▸ **MATERIAL FOR THIS TASK**:

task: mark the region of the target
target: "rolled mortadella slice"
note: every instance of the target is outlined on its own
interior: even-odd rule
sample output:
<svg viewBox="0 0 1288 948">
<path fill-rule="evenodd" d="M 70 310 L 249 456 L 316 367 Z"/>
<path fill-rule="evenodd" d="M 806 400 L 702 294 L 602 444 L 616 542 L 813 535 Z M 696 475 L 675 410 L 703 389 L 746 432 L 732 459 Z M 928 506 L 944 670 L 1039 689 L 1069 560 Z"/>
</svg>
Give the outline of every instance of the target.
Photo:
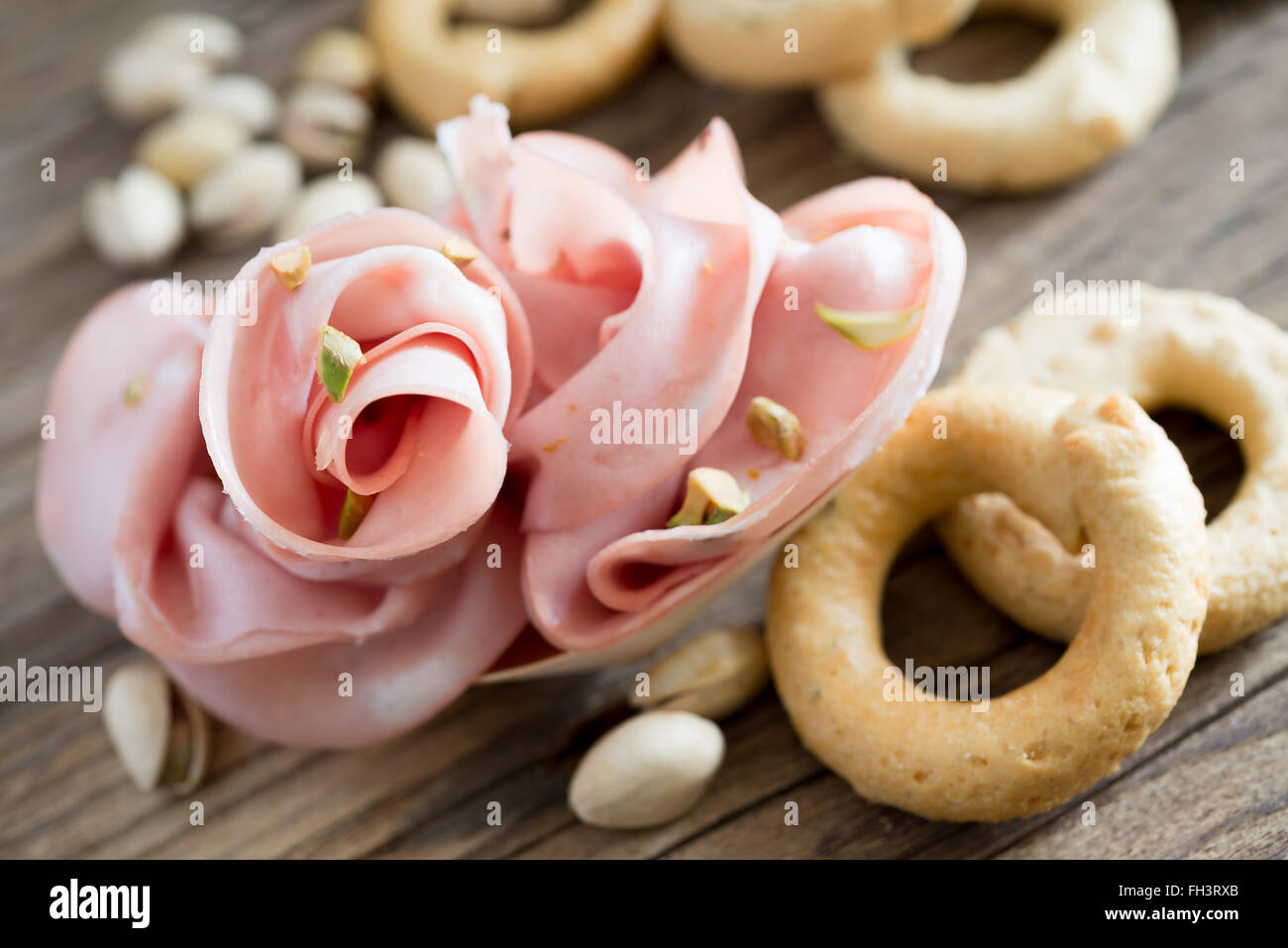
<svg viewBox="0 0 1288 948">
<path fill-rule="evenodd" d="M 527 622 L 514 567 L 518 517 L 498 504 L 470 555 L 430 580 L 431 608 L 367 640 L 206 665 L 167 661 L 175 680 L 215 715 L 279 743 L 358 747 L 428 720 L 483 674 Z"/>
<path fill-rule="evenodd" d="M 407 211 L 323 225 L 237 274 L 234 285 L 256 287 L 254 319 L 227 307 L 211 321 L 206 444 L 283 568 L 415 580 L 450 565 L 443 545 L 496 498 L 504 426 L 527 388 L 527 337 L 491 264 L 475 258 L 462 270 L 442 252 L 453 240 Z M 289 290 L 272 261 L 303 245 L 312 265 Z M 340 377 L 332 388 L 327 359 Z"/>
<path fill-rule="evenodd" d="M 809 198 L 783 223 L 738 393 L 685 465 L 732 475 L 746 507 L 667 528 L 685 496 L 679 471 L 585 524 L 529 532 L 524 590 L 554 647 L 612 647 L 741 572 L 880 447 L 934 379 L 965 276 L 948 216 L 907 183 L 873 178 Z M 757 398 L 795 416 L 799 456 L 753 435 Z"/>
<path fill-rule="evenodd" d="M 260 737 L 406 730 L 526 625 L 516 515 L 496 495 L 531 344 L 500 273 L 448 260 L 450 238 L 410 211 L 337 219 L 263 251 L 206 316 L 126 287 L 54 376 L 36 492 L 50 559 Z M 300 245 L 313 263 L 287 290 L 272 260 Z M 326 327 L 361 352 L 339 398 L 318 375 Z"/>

▸ **JOB**: Rewrite everything from the start of the rows down to the line containing "407 211 L 323", changing "every instance" to "each instance" and leaving everything else as it is. Leave the pictures out of your answer.

▸ **THE SOLUTION**:
task: mark the region of the target
target: "rolled mortadella slice"
note: each instance of the target is outlined on its own
interior: even-odd rule
sample output:
<svg viewBox="0 0 1288 948">
<path fill-rule="evenodd" d="M 70 310 L 249 456 L 316 367 Z"/>
<path fill-rule="evenodd" d="M 806 400 L 702 294 L 602 444 L 616 542 L 813 535 Z M 696 475 L 675 410 L 703 389 L 746 432 L 732 459 Z M 928 506 L 944 670 L 1039 689 L 1069 560 Z"/>
</svg>
Give the outline of each instance of the target.
Photo:
<svg viewBox="0 0 1288 948">
<path fill-rule="evenodd" d="M 527 622 L 514 567 L 518 517 L 498 504 L 470 555 L 430 580 L 431 608 L 367 640 L 206 665 L 167 661 L 175 680 L 215 715 L 279 743 L 358 747 L 428 720 L 483 674 Z"/>
<path fill-rule="evenodd" d="M 407 211 L 323 225 L 237 274 L 234 285 L 256 287 L 254 319 L 227 307 L 211 321 L 206 444 L 283 568 L 415 580 L 450 565 L 443 545 L 496 498 L 504 426 L 527 388 L 527 337 L 491 264 L 475 258 L 462 270 L 442 252 L 453 240 Z M 289 290 L 272 261 L 303 245 L 312 265 Z M 340 377 L 332 388 L 327 359 Z"/>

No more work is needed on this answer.